Your assignment:
Count the lines below that hold the string "rock". Give only that number.

[[ Records supplied, beginning ]]

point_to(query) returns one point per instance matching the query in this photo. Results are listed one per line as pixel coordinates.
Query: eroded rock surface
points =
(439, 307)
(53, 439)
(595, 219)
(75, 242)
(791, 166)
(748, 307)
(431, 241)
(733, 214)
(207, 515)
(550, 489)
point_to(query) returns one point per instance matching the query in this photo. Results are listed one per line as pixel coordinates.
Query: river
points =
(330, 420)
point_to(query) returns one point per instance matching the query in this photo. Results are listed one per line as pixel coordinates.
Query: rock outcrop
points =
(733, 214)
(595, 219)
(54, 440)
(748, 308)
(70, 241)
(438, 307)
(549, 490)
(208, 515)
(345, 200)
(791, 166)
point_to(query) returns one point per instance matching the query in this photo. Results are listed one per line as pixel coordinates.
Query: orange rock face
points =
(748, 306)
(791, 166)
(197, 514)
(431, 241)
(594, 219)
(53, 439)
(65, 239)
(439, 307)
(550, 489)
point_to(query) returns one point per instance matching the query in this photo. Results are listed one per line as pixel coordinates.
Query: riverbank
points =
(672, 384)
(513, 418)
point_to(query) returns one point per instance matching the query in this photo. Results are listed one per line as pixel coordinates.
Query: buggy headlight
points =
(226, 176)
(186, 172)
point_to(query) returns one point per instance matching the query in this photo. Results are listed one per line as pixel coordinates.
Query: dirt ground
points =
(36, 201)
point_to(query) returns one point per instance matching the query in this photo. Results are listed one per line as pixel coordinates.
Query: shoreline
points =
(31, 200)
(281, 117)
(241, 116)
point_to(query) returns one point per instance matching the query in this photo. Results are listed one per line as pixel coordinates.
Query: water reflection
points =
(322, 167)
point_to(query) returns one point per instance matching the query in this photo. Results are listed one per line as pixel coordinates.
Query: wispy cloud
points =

[[ Records supplied, end ]]

Output for this exercise:
3